TASK INSTRUCTIONS
Exact reproduction is required for all entries.

━━━━━ RECORD EXTRACTS

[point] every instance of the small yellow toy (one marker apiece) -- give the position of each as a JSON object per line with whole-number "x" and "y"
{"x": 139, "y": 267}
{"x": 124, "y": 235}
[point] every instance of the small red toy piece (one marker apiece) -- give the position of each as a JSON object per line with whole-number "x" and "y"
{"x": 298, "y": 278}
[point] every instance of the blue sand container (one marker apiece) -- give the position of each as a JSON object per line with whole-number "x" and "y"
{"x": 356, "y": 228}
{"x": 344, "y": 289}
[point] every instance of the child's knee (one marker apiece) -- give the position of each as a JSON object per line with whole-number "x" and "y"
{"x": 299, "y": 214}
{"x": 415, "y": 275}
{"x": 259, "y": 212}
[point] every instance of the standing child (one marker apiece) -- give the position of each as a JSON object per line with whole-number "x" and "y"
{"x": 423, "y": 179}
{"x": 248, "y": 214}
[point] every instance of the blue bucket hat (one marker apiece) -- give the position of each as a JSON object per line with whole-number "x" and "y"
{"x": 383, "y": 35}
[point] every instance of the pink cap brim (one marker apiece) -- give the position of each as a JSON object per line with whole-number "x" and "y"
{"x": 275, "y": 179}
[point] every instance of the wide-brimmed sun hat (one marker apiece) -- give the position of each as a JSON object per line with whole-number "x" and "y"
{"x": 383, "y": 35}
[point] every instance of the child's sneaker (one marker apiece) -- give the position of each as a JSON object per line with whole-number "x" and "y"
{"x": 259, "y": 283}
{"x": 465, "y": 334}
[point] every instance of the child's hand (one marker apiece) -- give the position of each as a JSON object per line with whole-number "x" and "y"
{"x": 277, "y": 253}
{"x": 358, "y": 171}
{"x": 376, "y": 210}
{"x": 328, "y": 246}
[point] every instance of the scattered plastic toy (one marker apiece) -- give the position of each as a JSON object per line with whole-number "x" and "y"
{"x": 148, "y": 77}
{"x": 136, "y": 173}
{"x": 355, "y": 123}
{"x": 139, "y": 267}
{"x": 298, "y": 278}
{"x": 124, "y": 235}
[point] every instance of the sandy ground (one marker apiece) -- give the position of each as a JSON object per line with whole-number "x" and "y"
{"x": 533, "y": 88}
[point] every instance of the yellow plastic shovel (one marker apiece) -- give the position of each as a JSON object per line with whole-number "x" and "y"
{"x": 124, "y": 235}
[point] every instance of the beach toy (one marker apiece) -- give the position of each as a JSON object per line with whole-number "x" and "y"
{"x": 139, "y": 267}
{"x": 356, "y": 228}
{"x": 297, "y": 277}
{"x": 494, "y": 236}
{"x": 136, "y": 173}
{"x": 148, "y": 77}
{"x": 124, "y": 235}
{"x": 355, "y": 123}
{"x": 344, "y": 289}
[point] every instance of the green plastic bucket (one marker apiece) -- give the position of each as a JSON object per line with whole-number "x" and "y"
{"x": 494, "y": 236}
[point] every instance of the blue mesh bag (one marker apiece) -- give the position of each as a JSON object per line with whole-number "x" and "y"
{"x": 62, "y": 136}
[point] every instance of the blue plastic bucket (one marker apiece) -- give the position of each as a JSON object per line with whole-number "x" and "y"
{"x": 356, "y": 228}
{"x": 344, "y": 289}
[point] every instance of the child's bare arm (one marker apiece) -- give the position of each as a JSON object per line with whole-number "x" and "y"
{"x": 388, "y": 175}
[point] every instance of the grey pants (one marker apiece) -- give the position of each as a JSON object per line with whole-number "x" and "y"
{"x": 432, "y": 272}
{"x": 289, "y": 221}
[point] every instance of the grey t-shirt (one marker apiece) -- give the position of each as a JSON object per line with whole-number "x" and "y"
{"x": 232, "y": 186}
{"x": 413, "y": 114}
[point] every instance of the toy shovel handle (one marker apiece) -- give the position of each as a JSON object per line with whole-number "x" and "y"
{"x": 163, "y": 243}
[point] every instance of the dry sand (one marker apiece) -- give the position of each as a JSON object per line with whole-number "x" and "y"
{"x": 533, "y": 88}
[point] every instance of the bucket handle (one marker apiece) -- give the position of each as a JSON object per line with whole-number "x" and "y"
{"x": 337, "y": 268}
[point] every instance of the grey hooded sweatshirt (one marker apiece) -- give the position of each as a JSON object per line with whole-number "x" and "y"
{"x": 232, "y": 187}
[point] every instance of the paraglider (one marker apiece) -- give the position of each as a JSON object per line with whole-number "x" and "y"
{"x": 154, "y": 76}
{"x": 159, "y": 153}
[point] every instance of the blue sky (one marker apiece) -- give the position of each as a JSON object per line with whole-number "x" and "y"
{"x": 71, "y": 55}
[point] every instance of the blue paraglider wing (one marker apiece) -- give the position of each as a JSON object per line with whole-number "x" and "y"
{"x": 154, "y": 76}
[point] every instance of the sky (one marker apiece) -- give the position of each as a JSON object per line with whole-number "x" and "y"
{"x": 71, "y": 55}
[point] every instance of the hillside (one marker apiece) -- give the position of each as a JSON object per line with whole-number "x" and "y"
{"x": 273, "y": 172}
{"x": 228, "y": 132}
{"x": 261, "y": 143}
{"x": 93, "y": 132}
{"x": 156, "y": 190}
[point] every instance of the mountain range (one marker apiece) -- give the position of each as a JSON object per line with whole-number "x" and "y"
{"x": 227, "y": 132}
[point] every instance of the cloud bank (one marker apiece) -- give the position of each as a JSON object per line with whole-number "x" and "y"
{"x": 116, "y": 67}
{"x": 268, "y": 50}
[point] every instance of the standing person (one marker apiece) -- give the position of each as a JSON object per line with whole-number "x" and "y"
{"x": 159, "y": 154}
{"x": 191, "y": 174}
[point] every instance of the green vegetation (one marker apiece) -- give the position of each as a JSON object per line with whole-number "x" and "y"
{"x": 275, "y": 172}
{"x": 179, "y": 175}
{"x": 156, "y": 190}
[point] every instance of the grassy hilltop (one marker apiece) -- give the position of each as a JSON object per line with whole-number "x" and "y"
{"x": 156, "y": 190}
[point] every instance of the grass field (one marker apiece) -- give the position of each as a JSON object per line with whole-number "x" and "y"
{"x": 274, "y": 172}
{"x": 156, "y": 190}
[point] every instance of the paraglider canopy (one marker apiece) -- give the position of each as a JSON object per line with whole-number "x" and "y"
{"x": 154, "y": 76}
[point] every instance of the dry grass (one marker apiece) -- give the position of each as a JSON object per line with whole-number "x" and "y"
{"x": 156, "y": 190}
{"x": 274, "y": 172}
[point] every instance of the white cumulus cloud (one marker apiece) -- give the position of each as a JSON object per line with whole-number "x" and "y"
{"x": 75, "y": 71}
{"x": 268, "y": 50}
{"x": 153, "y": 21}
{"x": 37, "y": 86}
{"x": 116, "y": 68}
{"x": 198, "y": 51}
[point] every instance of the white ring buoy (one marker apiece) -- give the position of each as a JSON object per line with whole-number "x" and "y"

━━━━━━━━━━

SOLUTION TO THIS TASK
[point] every instance of the small yellow toy (one marker apiece) -- give the position of each as a JSON object per line with whole-number "x" and "y"
{"x": 139, "y": 267}
{"x": 124, "y": 235}
[point] every instance of the small red toy piece (one marker apiece) -- give the position of each as a JSON object per line with whole-number "x" and "y"
{"x": 298, "y": 278}
[point] every instance of the blue sand container (one marker apiece) -- give the position of each as a JSON object per line with whole-number "x" and "y"
{"x": 356, "y": 228}
{"x": 344, "y": 289}
[point] every instance of the child's knee (one marker apiece) -- give the position of each as a JSON object per line with whole-number "x" and "y"
{"x": 299, "y": 214}
{"x": 415, "y": 275}
{"x": 259, "y": 212}
[point] every instance of the standing child (one marker apiece) -- give the position of each as a JSON object per line with whole-number "x" and "y"
{"x": 423, "y": 179}
{"x": 248, "y": 214}
[point] every instance of the blue bucket hat (one marker apiece) -- give the position of each as a JSON object per line with whole-number "x" and "y"
{"x": 383, "y": 35}
[point] every instance of the pink cap brim (one marker apiece) -- give the position of each as a JSON object per line with whole-number "x" and "y"
{"x": 275, "y": 179}
[point] every instance of the wide-brimmed sun hat (one marker apiece) -- give the position of each as a JSON object per line with whole-number "x" and "y"
{"x": 383, "y": 35}
[point] every instance of the child's sneaker (one marker apiece) -- give the position of each as a JSON object per line with whole-number "x" and "y"
{"x": 259, "y": 283}
{"x": 465, "y": 334}
[point] every instance of the child's hand (one marker apiece) -- give the position of each as a JSON object per line with whole-number "x" and "y"
{"x": 277, "y": 253}
{"x": 358, "y": 171}
{"x": 376, "y": 210}
{"x": 328, "y": 246}
[point] every instance of the scattered plastic toy (one marker apiece) -- give the position of each as a JSON object per line with whole-number "x" and "y"
{"x": 148, "y": 77}
{"x": 136, "y": 173}
{"x": 355, "y": 123}
{"x": 139, "y": 267}
{"x": 298, "y": 278}
{"x": 124, "y": 235}
[point] every instance of the sandy ground (one marker apiece) -- give the position of each as a JSON object per line with whole-number "x" and "y"
{"x": 533, "y": 88}
[point] every instance of the yellow plastic shovel (one marker apiece) -- give the position of each as a JSON object per line with whole-number "x" and "y"
{"x": 124, "y": 235}
[point] every instance of the beach toy (one marker apiece) -- give the position of each as a JSON object per line with whole-number "x" and "y"
{"x": 139, "y": 267}
{"x": 356, "y": 228}
{"x": 297, "y": 277}
{"x": 494, "y": 236}
{"x": 136, "y": 173}
{"x": 148, "y": 77}
{"x": 124, "y": 235}
{"x": 355, "y": 123}
{"x": 344, "y": 289}
[point] every instance of the green plastic bucket (one marker apiece) -- give the position of each as a JSON object per line with whole-number "x" and "y"
{"x": 494, "y": 236}
[point] every instance of the blue mesh bag (one marker apiece) -- give the position of each as a JSON object per line with whole-number "x" and "y"
{"x": 62, "y": 136}
[point] every instance of the blue plastic bucket (one marker apiece) -- give the position of each as a JSON object per line with whole-number "x" and "y"
{"x": 356, "y": 228}
{"x": 344, "y": 289}
[point] every instance of the child's bare arm (one marker apiece) -- give the position of each as a JSON object per line with whole-number "x" and "y"
{"x": 388, "y": 175}
[point] every instance of the grey pants (one marker apiece) -- give the position of each as a JSON object per line with whole-number "x" and "y"
{"x": 432, "y": 272}
{"x": 289, "y": 221}
[point] every instance of the grey t-shirt (one marker apiece) -- give the position of each as a JSON object per line with whole-number "x" and "y"
{"x": 232, "y": 186}
{"x": 413, "y": 114}
[point] every instance of the toy shovel handle (one marker apiece) -- give the position of each as a JSON object per line with whole-number "x" and "y"
{"x": 163, "y": 243}
[point] every instance of the dry sand (one marker apiece) -- give the position of each as a JSON object per line with whole-number "x" and "y"
{"x": 533, "y": 88}
[point] every instance of the bucket handle (one marker apiece) -- give the position of each as a JSON object per line with whole-number "x" and "y"
{"x": 337, "y": 268}
[point] every instance of the grey hooded sweatshirt (one marker apiece) -- give the position of each as a JSON object per line with whole-number "x" and "y"
{"x": 232, "y": 187}
[point] every instance of the paraglider (one marker apiece) -- give the position of each as a JSON object per line with whole-number "x" and "y"
{"x": 154, "y": 76}
{"x": 159, "y": 153}
[point] every instance of the blue sky (one marker apiece) -- give the position of each as a JSON object per line with whole-number "x" and "y"
{"x": 71, "y": 55}
[point] every instance of the blue paraglider wing (one marker apiece) -- give the position of each as a JSON object per line with whole-number "x" and "y"
{"x": 154, "y": 76}
[point] every instance of the sky (one marker apiece) -- give the position of each as a JSON object per line with whole-number "x" and "y"
{"x": 71, "y": 55}
[point] every instance of the hillside (one marker apiece) -- give the position of each as a JSON object per line with whole-number "x" and "y"
{"x": 273, "y": 172}
{"x": 228, "y": 132}
{"x": 261, "y": 143}
{"x": 93, "y": 132}
{"x": 156, "y": 190}
[point] every instance of the mountain range (one marker apiece) -- give the position of each as a JSON object per line with whole-number "x" and "y"
{"x": 227, "y": 132}
[point] every instance of the cloud bank (one marker apiece) -- give the position of each as a JSON object per line with whole-number "x" and "y"
{"x": 116, "y": 67}
{"x": 268, "y": 50}
[point] every instance of the standing person (one marker apiece) -- give the position of each as a JSON object per line with whole-number "x" and "y"
{"x": 159, "y": 154}
{"x": 191, "y": 174}
[point] every instance of the green vegetation (one marker apiece) -- give the position of each as a JSON object per line with whole-number "x" and "y"
{"x": 275, "y": 172}
{"x": 179, "y": 175}
{"x": 156, "y": 190}
[point] every instance of the grassy hilltop (one marker apiece) -- give the position of each as a JSON object per line with whole-number "x" and "y"
{"x": 156, "y": 190}
[point] every instance of the grass field (one marker apiece) -- give the position of each as a JSON object per line with whole-number "x" and "y"
{"x": 274, "y": 172}
{"x": 156, "y": 190}
[point] every instance of the paraglider canopy (one marker apiece) -- give the position of each as a JSON object per line with whole-number "x" and "y"
{"x": 154, "y": 76}
[point] every instance of the dry grass (one marker apiece) -- give the position of each as a JSON object per line with whole-number "x" and "y"
{"x": 156, "y": 190}
{"x": 274, "y": 172}
[point] every instance of the white cumulus cloud (one marker apiece) -- give the position of each as a JSON object per line with whole-number "x" and "y"
{"x": 75, "y": 71}
{"x": 268, "y": 50}
{"x": 153, "y": 21}
{"x": 37, "y": 86}
{"x": 116, "y": 68}
{"x": 198, "y": 51}
[point] every instance of the white ring buoy (one marker apiece) -- give the position of each as a JSON object per line with whole-number "x" and "y"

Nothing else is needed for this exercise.